┏━━

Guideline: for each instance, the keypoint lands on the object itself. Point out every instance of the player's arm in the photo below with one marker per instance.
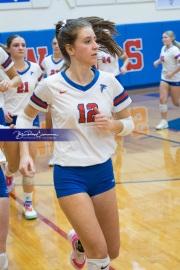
(121, 124)
(125, 59)
(15, 79)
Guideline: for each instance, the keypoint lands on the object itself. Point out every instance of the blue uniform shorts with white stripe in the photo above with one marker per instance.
(92, 180)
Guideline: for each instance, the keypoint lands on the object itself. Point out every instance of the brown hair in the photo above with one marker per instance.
(67, 32)
(171, 34)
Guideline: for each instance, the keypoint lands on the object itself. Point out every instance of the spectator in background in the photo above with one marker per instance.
(170, 75)
(15, 101)
(109, 63)
(50, 65)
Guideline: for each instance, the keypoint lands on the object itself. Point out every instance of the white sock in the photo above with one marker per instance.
(98, 264)
(28, 197)
(7, 170)
(3, 261)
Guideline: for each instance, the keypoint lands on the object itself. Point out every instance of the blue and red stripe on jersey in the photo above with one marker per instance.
(7, 63)
(38, 101)
(120, 98)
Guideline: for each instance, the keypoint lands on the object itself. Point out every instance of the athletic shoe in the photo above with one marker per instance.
(29, 211)
(77, 255)
(10, 183)
(162, 124)
(51, 162)
(3, 261)
(2, 158)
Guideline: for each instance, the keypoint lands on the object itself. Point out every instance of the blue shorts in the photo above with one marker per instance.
(36, 122)
(2, 118)
(3, 186)
(118, 77)
(172, 83)
(92, 180)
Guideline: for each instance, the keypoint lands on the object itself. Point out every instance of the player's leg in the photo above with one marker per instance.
(4, 221)
(11, 150)
(164, 90)
(175, 94)
(28, 183)
(79, 210)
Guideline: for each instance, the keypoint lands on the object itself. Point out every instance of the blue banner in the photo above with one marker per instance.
(13, 1)
(28, 135)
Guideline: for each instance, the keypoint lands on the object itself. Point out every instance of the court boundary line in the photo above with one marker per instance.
(46, 221)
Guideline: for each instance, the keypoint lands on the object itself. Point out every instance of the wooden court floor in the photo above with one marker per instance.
(147, 172)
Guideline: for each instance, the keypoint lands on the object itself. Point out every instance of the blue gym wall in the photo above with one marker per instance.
(141, 41)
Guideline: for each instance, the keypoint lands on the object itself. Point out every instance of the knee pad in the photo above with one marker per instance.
(3, 186)
(7, 170)
(163, 107)
(28, 181)
(98, 264)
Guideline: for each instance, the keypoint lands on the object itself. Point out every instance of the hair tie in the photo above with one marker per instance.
(64, 24)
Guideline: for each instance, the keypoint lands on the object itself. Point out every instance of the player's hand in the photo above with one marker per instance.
(102, 121)
(156, 63)
(5, 85)
(8, 116)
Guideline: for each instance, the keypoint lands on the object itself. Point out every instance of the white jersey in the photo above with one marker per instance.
(16, 98)
(50, 67)
(108, 63)
(169, 62)
(73, 108)
(5, 64)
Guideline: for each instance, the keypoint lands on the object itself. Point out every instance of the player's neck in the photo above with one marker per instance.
(81, 77)
(20, 64)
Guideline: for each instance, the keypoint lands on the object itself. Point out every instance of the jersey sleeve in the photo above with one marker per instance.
(41, 97)
(121, 99)
(176, 52)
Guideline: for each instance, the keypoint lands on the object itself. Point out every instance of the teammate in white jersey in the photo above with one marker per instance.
(14, 80)
(109, 63)
(50, 65)
(170, 75)
(15, 101)
(95, 105)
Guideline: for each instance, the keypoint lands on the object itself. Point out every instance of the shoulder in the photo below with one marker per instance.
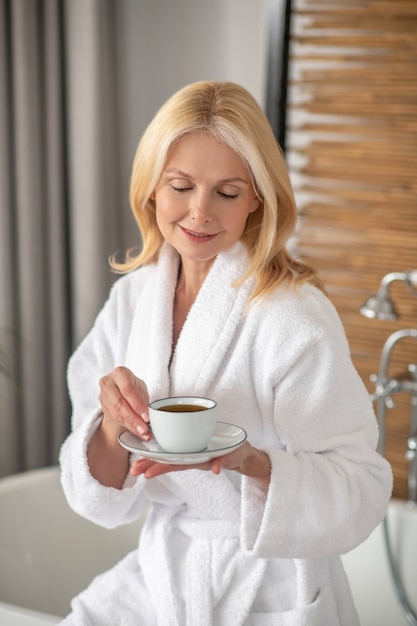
(304, 312)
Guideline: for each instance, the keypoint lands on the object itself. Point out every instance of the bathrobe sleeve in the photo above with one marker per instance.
(102, 349)
(329, 488)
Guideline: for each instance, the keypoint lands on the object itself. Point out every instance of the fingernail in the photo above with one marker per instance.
(141, 429)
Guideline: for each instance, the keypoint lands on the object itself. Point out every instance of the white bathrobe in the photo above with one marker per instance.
(219, 550)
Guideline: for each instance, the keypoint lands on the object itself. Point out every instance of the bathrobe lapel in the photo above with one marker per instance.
(211, 324)
(207, 331)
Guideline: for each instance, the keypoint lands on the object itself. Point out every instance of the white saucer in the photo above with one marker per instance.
(227, 437)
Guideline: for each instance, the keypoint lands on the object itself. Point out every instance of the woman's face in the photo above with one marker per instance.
(203, 198)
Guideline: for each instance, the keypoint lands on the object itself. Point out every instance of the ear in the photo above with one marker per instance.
(255, 204)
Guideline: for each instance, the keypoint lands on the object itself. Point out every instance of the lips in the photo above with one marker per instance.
(198, 237)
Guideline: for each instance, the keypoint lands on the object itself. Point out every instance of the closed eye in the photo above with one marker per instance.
(180, 189)
(228, 196)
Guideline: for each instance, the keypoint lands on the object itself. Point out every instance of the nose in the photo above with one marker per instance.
(200, 211)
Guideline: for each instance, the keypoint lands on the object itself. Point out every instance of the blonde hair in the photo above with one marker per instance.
(229, 113)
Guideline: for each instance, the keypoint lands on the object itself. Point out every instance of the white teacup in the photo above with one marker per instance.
(183, 424)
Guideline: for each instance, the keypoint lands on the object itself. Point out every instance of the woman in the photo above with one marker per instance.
(215, 305)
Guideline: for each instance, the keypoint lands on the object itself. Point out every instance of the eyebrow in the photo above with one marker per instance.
(234, 179)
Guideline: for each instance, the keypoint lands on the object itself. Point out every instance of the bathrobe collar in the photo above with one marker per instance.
(207, 331)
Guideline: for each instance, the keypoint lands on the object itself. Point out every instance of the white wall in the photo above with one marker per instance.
(170, 43)
(167, 44)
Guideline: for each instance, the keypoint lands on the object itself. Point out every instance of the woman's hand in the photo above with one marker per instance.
(124, 401)
(246, 460)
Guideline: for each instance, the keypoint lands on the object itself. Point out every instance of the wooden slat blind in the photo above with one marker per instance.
(352, 155)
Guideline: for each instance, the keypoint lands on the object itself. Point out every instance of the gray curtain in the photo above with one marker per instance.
(63, 198)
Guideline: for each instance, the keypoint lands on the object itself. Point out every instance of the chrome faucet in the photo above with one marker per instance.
(380, 306)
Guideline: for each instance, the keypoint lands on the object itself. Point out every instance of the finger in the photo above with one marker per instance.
(124, 398)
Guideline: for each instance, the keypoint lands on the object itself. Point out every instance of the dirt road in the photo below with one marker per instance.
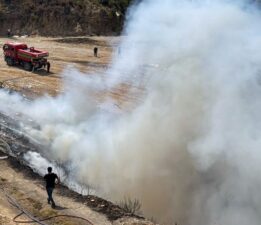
(18, 181)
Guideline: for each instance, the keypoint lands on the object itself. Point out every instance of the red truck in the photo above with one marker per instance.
(30, 58)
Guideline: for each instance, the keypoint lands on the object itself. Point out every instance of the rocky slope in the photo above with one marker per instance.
(62, 17)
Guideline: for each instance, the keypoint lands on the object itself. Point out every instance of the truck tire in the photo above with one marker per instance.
(28, 66)
(9, 61)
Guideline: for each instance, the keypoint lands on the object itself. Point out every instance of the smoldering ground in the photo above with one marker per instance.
(190, 151)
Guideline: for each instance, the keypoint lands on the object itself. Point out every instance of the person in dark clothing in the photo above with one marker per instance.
(48, 67)
(50, 179)
(95, 52)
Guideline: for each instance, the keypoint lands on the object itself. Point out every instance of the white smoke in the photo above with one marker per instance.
(190, 149)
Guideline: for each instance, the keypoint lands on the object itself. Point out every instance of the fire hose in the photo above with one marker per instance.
(5, 148)
(13, 202)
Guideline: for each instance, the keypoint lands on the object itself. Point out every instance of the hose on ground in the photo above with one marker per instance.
(14, 203)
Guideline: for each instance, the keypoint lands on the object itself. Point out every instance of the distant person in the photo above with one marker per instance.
(50, 179)
(95, 52)
(8, 32)
(48, 67)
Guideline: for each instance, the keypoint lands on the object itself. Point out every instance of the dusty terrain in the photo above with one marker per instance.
(20, 182)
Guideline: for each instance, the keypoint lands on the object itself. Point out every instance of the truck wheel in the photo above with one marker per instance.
(9, 61)
(28, 66)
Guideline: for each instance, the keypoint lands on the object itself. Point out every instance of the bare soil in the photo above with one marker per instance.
(18, 180)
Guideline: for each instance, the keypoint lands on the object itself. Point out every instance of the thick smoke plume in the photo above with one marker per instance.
(190, 149)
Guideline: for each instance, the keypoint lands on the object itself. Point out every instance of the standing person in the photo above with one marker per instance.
(48, 67)
(50, 179)
(95, 52)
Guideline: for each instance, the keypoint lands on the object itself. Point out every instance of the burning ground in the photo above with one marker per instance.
(19, 180)
(187, 142)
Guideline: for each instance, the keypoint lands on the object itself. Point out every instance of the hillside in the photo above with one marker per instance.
(63, 17)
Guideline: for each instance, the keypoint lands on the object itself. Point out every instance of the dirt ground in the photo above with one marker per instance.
(28, 190)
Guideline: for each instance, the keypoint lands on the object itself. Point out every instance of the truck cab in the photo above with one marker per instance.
(30, 58)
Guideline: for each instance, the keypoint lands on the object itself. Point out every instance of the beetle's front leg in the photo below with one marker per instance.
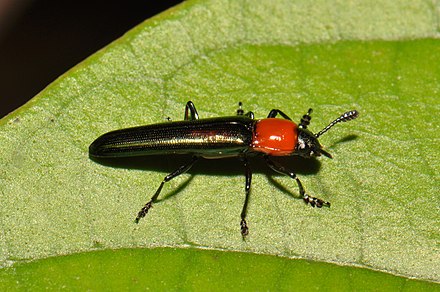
(308, 199)
(177, 172)
(240, 111)
(190, 112)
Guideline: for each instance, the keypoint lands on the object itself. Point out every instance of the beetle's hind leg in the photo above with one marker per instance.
(177, 172)
(247, 188)
(314, 202)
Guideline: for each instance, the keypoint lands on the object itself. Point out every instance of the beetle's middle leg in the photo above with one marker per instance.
(177, 172)
(247, 188)
(308, 199)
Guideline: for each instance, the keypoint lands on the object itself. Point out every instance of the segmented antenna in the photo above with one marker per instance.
(305, 120)
(351, 115)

┗━━

# [Problem to work on]
Please copy every line again, from the one containing "of the bare" down to the end of the material, and add 142 to each coordinate value in the answers. Leave the pictures out.

# [Expected output]
Guideline: for each instance, the keypoint lands on the object itself. Point out every instance of the bare soil in the photo above with one marker per instance.
(160, 322)
Guideline: for each instance, the keypoint lands on the object itself. Point out every instance of the thick smoke plume in the photo above with one marker per instance.
(332, 291)
Guideline: for each instance, the keypoint lands on the object itself. Point out every instance of the standing person in the photo above with one marker per instance.
(190, 209)
(192, 321)
(237, 194)
Guideline: for each instance, the keypoint lands on the object itself. Point out every instance of the burning ground in the photo above with one marker per instance.
(161, 322)
(329, 284)
Guideline: for each instance, the keypoint lands on the object itself. Point out every instance of the hillside in the photo above with one marker per instance.
(205, 159)
Guideline: for each instance, the keypoint lands on the object itself. Point out every instance of the dirt ground in the photo above with one marker per instance.
(170, 332)
Guideline: for each instance, the keypoint lands on the object itself. Point out every instance of the truck cab in the photo above with one marker per instance.
(172, 200)
Guideline: for each instance, the keypoint lands on the object itself. Point out every instance of the beetle's front leg in the photo below with one marker per instance.
(450, 341)
(319, 314)
(382, 253)
(332, 254)
Guideline: for each instance, the keypoint lands on the object itself. Point out every instance of the beetle's hind leg in the photo above with one marker per instance.
(319, 314)
(389, 330)
(456, 344)
Guideline: for each instance, the keypoint lands on the object itself. Point out every instance of the beetle's middle leg in the photo above with one marker per instance.
(319, 314)
(389, 330)
(450, 341)
Guideline: for each instance, the keypoint lands on the object itself. Point out every instance of the segmented antenna in the photo above with one marker per instance.
(447, 262)
(493, 257)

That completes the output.